Sunday, June 24, 2018

The Desire to ‘Fit in’

John the Baptist

(Solemnity of the Birth of John the Baptist 2018: This homily was given on June 24, 2018 at St. Pius X Church, Westerly, R.I., by Fr. Raymond Suriani.  Read Isaiah 49: 1-6; Psalm 39: 1-15; Acts 13: 22-26; Luke 1: 57-66, 80.)

[For the audio version of this homily, click here: Birth of John the Baptist 2018]

“The desire to fit in is the root of almost all wrongdoing.”  That’s the title of a very interesting online article that I came across recently.  The author of the piece is a philosophy professor from the College of William and Mary named Christopher Freiman.

Freiman begins his article by pointing out the fact that many of the greatest philosophers and thinkers over the centuries have taken the position that “wrongdoing tends to be motivated by self-interest” and that “an immoral person is one who’s ready to defy law and convention to get what they want.” 

While he doesn’t deny that this is true in many cases, Freiman says that from his perspective very often the opposite is true.  He writes, “Immorality is frequently motivated by a readiness to conform to law and convention in opposition to our own values.  In these cases, it’s not that we care too little about others; it’s that we care too much.  More specifically, we care too much about how we stack up in the eyes of others. … We ‘go along to get along’ in defiance of what we really value or believe because we don’t want any trouble.”

  • ·    Someone tells a dirty or bigoted joke at work.  You really don’t think it’s funny, but everyone else seems to, so you find yourself laughing along with them.  You want to fit in.
  • ·       You’re in school one day and a controversial subject comes up (abortion, homosexual activity, transgenderism—something along those lines), and even though you believe that it’s wrong, you find yourself supporting it because the majority of the other students in the class are supporting it.  You want to fit in.
  • ·       You’re a teenager, and you start abusing alcohol because all your friends are abusing alcohol.  You want to fit in.
  • ·        You’re with a group of people who are trashing somebody they don’t like, and you find yourself nodding your head in agreement—even though you have nothing against the person they’re talking about.  You want to fit in.

“The desire to fit in is the root of almost all wrongdoing.”

This is a desire, my brothers and sisters, that we have to try to be aware of in ourselves, because under certain circumstances it can affect all of us by leading us into temptation (as I hopefully made clear by the four examples I just shared with you).

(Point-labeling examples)

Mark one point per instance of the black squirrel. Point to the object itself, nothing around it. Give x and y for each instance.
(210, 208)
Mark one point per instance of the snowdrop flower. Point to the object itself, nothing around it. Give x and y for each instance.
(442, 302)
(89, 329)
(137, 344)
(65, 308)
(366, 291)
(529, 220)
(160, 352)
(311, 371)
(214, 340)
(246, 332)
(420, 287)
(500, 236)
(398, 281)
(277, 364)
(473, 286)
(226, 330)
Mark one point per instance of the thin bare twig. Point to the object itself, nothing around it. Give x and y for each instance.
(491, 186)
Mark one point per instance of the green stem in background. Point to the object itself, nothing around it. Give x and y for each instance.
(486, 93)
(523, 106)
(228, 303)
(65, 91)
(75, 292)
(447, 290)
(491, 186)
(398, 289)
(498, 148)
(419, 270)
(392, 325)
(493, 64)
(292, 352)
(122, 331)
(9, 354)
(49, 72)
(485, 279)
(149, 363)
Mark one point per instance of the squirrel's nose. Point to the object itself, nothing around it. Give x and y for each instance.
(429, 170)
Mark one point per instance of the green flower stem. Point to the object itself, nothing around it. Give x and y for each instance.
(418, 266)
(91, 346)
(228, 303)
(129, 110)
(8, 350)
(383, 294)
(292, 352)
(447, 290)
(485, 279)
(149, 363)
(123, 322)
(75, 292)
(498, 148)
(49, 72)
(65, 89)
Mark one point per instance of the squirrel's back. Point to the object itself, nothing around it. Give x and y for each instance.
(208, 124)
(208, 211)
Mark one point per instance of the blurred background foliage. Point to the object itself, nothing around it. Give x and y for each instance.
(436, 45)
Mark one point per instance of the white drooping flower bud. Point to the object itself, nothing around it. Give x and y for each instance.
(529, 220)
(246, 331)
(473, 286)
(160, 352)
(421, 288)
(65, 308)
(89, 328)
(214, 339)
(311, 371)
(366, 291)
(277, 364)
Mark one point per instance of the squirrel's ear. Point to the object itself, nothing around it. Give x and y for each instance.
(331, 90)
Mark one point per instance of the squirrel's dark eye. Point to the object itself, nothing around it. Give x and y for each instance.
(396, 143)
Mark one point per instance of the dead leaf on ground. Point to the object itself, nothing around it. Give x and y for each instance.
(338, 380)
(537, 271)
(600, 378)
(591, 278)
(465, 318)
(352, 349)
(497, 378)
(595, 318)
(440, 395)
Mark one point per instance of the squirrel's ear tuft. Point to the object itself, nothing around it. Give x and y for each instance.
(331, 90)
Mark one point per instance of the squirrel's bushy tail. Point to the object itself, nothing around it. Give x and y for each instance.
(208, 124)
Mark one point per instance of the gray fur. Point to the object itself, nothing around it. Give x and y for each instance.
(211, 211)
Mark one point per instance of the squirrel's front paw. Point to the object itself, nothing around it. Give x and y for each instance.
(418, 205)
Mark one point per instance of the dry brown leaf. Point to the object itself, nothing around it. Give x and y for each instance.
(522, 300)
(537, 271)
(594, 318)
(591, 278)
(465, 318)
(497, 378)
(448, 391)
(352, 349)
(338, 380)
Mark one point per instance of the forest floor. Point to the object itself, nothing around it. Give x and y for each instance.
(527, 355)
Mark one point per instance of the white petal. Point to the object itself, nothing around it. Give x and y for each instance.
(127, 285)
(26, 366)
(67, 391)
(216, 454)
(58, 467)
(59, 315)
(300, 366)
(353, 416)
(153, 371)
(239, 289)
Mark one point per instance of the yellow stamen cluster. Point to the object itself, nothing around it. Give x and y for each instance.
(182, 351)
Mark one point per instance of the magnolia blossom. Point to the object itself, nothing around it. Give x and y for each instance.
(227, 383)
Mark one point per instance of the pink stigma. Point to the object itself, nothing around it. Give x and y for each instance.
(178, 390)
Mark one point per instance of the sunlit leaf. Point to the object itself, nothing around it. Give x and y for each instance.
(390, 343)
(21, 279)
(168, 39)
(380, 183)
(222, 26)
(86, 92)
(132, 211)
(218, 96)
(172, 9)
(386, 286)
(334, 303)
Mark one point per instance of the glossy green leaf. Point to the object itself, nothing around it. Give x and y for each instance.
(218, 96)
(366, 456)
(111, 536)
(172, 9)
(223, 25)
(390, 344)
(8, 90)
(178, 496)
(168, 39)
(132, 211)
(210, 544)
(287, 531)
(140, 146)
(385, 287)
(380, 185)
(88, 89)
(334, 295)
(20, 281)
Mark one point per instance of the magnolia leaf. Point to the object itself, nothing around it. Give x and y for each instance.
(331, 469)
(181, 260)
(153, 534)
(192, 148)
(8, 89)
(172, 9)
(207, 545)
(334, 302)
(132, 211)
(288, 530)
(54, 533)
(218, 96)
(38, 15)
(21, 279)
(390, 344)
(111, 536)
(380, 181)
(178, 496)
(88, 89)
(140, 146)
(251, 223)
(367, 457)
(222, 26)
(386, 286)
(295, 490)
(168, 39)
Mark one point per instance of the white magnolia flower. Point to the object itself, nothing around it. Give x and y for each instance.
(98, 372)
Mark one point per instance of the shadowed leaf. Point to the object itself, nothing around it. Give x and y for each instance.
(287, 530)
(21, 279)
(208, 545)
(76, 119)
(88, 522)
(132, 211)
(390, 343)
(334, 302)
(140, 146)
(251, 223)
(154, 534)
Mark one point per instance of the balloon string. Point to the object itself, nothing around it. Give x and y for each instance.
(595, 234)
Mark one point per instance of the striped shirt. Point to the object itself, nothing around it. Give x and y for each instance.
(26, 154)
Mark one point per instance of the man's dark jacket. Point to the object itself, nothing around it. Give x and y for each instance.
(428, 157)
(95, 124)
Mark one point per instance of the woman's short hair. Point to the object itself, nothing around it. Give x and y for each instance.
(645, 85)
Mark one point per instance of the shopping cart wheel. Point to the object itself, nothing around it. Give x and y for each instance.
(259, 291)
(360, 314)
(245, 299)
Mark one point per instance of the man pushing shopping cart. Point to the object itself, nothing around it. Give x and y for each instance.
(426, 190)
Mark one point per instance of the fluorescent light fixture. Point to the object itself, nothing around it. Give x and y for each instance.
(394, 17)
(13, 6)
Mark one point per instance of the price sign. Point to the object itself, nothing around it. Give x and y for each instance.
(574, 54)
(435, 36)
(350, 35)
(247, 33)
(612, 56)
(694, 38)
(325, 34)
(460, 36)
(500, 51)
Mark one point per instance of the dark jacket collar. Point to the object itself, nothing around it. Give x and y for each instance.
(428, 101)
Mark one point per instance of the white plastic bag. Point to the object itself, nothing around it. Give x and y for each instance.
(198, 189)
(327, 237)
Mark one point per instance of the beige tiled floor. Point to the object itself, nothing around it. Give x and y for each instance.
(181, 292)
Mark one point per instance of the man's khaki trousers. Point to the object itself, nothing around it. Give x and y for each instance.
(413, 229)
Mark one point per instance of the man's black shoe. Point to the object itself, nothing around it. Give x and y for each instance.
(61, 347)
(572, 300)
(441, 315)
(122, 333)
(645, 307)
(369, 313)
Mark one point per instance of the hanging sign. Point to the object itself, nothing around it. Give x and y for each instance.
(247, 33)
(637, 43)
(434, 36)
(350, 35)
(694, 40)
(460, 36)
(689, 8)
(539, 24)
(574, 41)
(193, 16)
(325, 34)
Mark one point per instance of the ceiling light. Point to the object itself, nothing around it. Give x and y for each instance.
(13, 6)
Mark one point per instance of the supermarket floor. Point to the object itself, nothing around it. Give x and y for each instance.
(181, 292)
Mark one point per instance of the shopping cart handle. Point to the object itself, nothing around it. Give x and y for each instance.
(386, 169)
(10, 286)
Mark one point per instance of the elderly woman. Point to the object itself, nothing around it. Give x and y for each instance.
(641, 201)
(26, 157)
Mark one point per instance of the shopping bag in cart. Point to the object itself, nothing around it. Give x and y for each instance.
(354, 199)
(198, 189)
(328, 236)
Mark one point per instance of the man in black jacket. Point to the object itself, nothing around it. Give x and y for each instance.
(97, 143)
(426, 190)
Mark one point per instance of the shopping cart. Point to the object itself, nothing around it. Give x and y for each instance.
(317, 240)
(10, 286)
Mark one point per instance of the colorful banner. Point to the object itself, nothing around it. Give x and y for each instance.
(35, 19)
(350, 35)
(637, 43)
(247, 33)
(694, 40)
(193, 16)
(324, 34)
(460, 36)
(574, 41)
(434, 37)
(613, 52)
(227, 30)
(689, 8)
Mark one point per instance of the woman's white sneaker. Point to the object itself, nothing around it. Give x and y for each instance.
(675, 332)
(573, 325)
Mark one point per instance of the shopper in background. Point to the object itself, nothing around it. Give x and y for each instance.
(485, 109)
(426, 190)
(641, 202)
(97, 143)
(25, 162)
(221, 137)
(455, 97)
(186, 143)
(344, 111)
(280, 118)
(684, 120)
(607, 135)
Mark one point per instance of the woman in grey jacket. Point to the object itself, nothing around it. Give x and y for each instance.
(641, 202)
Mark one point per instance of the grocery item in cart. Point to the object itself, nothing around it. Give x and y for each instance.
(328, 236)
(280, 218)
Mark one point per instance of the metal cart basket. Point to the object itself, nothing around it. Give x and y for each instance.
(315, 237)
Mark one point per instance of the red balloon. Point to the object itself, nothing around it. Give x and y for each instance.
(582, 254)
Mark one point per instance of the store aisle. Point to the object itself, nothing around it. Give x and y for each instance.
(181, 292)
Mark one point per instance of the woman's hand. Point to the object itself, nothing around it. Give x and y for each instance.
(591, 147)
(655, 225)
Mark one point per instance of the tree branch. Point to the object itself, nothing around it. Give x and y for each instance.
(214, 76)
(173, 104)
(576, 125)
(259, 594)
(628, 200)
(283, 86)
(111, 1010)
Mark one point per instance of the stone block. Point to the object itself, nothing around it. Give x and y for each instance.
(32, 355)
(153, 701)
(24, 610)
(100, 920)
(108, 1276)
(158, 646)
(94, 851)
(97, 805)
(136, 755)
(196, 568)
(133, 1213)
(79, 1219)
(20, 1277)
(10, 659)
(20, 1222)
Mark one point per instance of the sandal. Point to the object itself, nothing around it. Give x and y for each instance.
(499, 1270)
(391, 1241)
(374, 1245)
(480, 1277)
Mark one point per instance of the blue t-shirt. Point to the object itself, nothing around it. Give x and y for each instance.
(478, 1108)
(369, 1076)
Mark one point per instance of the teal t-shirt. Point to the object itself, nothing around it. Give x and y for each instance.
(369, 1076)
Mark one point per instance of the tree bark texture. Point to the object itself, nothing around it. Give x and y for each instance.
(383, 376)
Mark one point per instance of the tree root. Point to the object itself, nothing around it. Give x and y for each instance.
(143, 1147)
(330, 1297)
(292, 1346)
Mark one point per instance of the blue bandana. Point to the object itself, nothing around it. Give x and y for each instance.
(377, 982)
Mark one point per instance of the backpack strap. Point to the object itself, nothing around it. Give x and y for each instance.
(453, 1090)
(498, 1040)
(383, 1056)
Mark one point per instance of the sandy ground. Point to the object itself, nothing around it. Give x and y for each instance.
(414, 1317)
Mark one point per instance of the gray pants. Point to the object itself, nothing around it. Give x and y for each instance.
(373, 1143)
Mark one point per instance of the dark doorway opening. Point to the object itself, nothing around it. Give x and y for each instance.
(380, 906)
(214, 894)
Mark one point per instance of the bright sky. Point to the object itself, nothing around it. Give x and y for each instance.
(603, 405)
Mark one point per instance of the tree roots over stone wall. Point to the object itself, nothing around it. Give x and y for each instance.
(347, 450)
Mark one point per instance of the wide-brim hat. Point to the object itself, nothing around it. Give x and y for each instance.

** Tasks to carry out **
1. Translate this sentence from the homily into Spanish: "Someone tells a dirty or bigoted joke at work."
2. According to the homily, why do we have to try to be aware of the desire to fit in within ourselves? Answer in one to three sentences.
3. Pick up the homily on the desire to fit in after its final sentence and keep writing.

** Responses per task **
1. Alguien cuenta un chiste sucio o intolerante en el trabajo.

2. Under certain circumstances this desire can affect all of us by leading us into temptation. The four examples the homily shares are meant to make that clear.

3.
Now, to be sure, this “desire to fit in” can also be a good thing at times: specifically, when we desire to “fit in” with the saints and with those who are practicing virtue.  As the old song puts it, “O Lord I long to be in that number when the saints go marching in.”

That’s a good desire.

But all too often the desire to fit in is of this other kind, this bad kind. 

In its extreme form, of course, it can be incredibly destructive.  This is what we see in gangs today—like MS-13: young men, who desperately want to fit in, will rape and kill and do almost anything to be initiated into the group.  This is what we saw during the Second World War in Nazi Germany: seemingly ordinary people who were willing to do horrific things to Jews and others—so that they could fit in with the evil people who were in power.

The desire to fit in was at the root of much of the evil that was done during the Holocaust.

I mention all this today because this weekend we celebrate a feast in honor of St. John the Baptist.  One of the reasons why John the Baptist is a saint, one of the reasons why Jesus called him “the greatest man ever born of woman,” is that, when it came to evil, he had no desire to “fit in.”  Ever.

He didn’t have the desire to fit in, for example, with the materialists of his day.  The Bible tells us that John wore a garment of camel’s hair (which doesn’t sound very fashionable—or comfortable!—to me).  And he lived out in the desert on a diet of grasshoppers and wild honey.  (The wild honey I could deal with; the grasshoppers—I don’t think so!)

Obviously, John was not concerned with getting rich and living a lavish lifestyle.

Nor did John have the desire to fit in with the hedonists of his day—like King Herod, who committed adultery with a woman who was already married to his brother Philip.  John confronted him directly about that.  He told Herod, “It’s not right for you to live with your brother’s wife!” 

Nor did John have the desire fit in with the politically-correct crowd in first century Palestine (yes, politically-correct people were even around back then!).  John was clear, blunt and to the point—with Herod, and even with the religious leaders of the Jews, when some of them came to him to be baptized.  He recognized their pride and their hypocrisy, and so he called them a “brood of vipers”—right there, at the Jordan River, to their faces, in front of everyone!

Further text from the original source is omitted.